Beginning with the line in which "Each instance of the beige" appears, transcribe each line word for word until the records end. Do not include pictures.

-- START OF DATA SECTION --

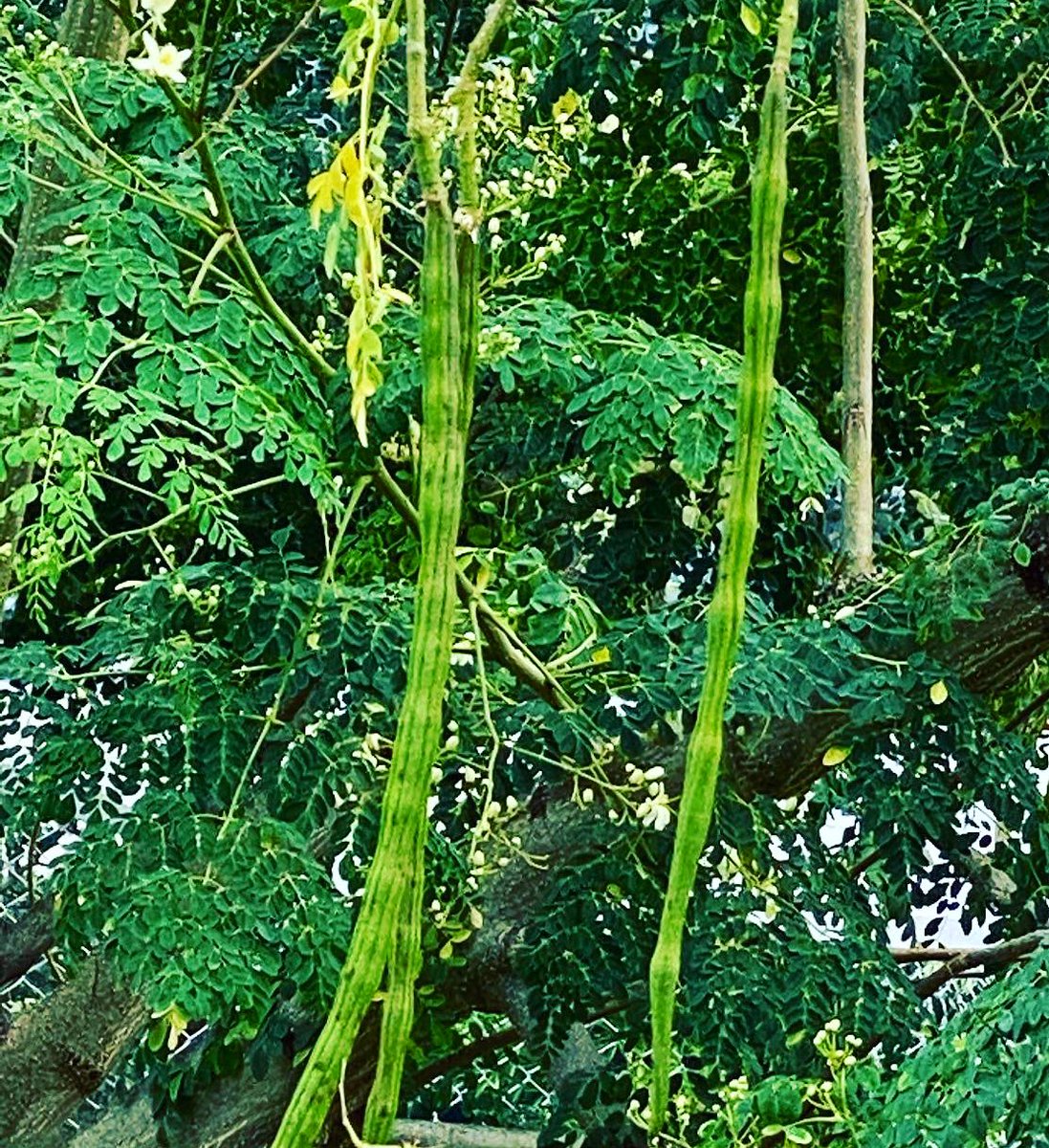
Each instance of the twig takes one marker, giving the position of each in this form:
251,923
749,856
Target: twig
992,123
263,64
958,962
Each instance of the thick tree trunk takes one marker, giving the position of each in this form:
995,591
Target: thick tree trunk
858,321
60,1050
93,29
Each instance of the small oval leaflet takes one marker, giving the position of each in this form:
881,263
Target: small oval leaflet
751,20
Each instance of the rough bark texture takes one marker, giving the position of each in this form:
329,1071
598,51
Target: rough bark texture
24,941
47,1044
858,321
92,29
60,1050
990,655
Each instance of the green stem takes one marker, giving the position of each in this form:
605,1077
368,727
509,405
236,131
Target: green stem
385,935
762,305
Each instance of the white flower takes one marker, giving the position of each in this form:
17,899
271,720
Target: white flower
164,61
156,11
654,812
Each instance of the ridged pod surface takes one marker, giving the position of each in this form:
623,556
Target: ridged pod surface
387,933
762,305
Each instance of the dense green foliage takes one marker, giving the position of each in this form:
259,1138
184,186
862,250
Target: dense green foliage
206,674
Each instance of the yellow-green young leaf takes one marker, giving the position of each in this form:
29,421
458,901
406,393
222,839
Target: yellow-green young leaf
566,107
751,20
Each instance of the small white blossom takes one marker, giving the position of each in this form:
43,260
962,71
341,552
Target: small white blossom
164,61
654,812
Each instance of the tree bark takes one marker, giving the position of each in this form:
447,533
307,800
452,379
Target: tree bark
858,322
92,29
61,1049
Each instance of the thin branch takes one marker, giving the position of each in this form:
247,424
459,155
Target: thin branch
264,63
506,647
958,962
992,123
1037,706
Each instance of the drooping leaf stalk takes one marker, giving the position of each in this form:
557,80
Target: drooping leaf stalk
762,305
387,936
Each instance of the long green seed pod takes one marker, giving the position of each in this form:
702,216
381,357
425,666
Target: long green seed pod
385,936
762,305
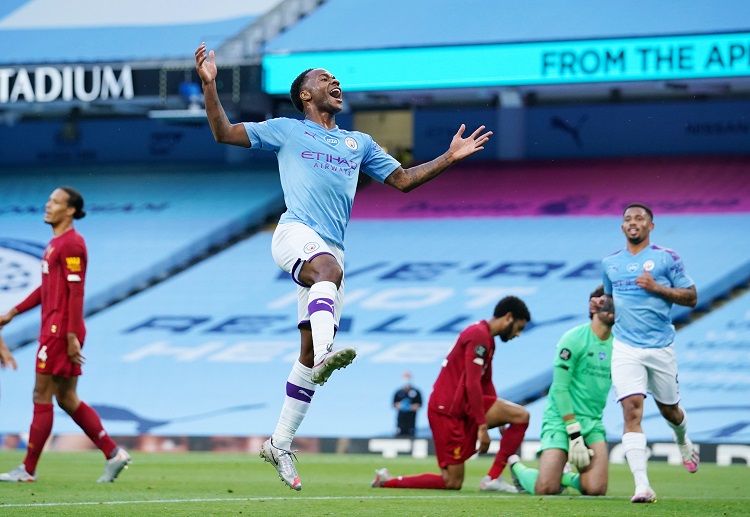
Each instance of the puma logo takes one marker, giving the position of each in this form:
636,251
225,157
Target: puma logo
573,131
325,303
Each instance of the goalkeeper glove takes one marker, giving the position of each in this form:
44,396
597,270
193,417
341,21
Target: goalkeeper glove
578,454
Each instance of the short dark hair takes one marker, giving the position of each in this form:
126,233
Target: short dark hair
297,88
513,305
639,205
75,199
596,293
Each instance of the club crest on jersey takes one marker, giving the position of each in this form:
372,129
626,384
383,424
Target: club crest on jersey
311,246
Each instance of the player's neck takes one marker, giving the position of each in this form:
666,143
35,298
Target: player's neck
327,120
61,228
635,249
600,330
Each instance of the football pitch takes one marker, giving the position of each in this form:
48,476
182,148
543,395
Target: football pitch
184,484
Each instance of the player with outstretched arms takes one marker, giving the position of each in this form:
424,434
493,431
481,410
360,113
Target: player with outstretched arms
319,166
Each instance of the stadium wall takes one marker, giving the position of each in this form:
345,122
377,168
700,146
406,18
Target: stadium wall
550,131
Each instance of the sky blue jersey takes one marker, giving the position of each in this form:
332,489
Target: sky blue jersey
643,319
319,170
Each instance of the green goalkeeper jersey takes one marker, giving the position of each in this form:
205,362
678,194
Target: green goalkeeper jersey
581,376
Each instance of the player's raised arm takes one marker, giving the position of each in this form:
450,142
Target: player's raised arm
406,180
6,357
224,131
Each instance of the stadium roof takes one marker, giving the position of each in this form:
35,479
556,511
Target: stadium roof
79,31
416,23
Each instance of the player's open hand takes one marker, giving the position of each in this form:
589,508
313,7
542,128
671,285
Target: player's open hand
205,64
596,303
462,147
578,453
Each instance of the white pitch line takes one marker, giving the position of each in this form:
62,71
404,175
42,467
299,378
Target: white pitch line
316,498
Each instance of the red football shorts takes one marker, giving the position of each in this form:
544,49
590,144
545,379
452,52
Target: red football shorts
52,358
455,439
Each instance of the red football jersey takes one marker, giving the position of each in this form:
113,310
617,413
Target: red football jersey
61,293
466,375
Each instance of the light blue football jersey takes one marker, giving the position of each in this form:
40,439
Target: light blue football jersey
641,318
319,170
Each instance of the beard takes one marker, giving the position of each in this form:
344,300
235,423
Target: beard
636,240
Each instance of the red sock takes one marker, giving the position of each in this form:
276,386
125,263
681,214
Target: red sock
418,481
509,444
89,421
41,428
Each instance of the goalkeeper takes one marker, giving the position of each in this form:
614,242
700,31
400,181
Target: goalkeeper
572,428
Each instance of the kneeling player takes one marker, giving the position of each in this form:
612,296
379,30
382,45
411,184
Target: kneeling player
572,428
463,406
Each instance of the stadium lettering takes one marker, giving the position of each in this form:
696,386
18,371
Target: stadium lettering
479,271
47,84
587,62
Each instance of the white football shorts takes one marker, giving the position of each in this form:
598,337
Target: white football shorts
292,245
645,370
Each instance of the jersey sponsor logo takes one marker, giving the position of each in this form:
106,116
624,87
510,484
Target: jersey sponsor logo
330,162
73,264
42,356
311,246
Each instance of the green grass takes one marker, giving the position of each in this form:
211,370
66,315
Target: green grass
184,484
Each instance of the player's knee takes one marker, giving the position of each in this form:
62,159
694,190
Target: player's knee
594,488
453,484
543,487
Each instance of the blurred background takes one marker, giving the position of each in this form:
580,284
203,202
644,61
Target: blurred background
192,327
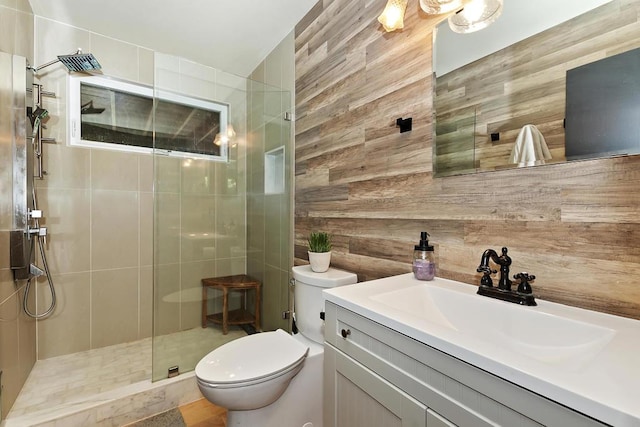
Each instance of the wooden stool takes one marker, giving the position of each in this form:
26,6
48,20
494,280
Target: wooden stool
241,316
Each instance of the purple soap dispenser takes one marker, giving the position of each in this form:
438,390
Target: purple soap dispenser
424,265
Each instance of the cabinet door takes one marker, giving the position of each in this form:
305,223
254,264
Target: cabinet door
360,398
435,420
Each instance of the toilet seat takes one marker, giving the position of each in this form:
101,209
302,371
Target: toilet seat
251,360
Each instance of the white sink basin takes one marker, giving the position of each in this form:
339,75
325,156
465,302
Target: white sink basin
530,332
582,359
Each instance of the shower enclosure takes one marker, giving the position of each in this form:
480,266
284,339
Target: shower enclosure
131,236
219,218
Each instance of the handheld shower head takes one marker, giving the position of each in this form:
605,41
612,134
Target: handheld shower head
37,116
77,61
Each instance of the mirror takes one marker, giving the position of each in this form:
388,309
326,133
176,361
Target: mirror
501,92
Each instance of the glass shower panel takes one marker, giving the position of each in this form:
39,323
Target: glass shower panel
200,212
269,200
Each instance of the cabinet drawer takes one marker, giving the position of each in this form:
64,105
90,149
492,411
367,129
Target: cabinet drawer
460,393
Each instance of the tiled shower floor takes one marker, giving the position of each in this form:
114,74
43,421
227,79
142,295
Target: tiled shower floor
64,380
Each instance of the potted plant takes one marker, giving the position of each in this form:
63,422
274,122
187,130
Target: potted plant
319,251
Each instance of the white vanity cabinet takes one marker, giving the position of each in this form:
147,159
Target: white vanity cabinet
375,376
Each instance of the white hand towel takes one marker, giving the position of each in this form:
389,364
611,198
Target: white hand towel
530,148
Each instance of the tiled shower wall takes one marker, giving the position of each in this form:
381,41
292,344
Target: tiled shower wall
99,208
17,332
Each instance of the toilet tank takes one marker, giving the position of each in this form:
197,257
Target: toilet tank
308,299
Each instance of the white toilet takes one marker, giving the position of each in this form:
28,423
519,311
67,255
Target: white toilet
273,379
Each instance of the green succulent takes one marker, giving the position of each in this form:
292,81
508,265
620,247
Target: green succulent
319,242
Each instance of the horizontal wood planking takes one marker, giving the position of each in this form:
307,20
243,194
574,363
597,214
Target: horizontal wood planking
523,84
575,226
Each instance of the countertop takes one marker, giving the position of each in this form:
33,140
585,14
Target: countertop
601,380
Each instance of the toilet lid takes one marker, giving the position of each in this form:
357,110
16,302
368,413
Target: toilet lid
251,357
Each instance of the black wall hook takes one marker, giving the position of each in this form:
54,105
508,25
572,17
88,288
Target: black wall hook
404,124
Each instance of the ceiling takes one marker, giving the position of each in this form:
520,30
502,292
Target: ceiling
230,35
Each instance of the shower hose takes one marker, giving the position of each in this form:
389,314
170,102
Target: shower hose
39,241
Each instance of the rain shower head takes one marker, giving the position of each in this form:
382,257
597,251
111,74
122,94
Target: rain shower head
80,61
77,61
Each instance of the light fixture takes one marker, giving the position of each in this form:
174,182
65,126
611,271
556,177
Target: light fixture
437,7
392,17
476,15
471,15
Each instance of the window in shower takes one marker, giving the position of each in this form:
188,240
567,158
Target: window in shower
117,115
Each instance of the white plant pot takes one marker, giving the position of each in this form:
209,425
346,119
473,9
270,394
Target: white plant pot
320,261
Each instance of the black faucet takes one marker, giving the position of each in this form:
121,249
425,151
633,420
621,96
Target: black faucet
523,295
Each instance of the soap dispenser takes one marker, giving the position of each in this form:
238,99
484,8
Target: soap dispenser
424,265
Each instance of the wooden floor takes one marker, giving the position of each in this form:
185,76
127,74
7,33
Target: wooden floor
203,413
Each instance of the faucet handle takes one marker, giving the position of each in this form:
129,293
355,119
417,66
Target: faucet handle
486,277
524,287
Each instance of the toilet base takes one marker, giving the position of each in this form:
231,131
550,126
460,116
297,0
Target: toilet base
299,406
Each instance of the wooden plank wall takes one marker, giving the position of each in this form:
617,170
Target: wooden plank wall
575,226
523,84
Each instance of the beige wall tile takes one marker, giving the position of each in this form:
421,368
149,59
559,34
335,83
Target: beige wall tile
8,25
230,226
114,306
67,167
146,229
275,226
24,25
190,283
166,316
114,170
114,229
118,59
167,228
145,172
198,176
67,218
68,329
12,378
198,238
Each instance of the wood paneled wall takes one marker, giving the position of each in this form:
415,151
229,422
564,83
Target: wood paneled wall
523,84
575,226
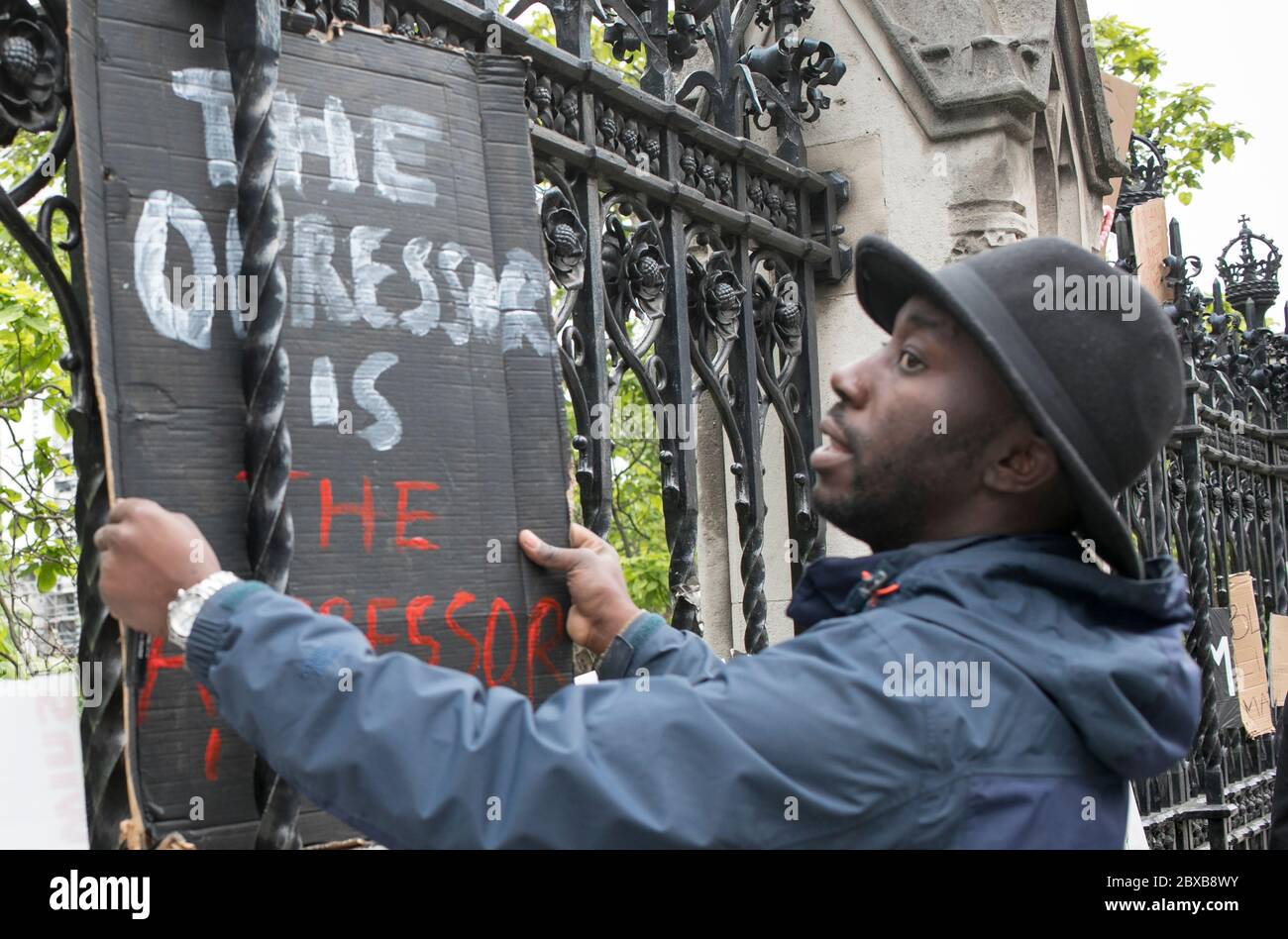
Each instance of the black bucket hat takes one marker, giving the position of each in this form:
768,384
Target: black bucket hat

-- END OF DATA SECTION --

# ANSWER IN FULL
Each instance of the beige wall tile takes one marker, giving the position of each in this form:
421,368
149,59
559,34
335,83
Target: beige wall tile
8,25
230,226
114,306
67,167
146,229
275,226
24,25
190,283
166,316
114,170
114,229
118,59
167,228
145,172
198,176
67,218
68,329
12,378
198,238
Each instance of the wood paneled wall takes one marker, giving the position of each in this form:
415,151
229,422
564,83
Target: wood paneled wall
523,84
575,226
Each instance of the black bucket hat takes one marker, giving the position of each in this form:
768,384
Target: black bucket hat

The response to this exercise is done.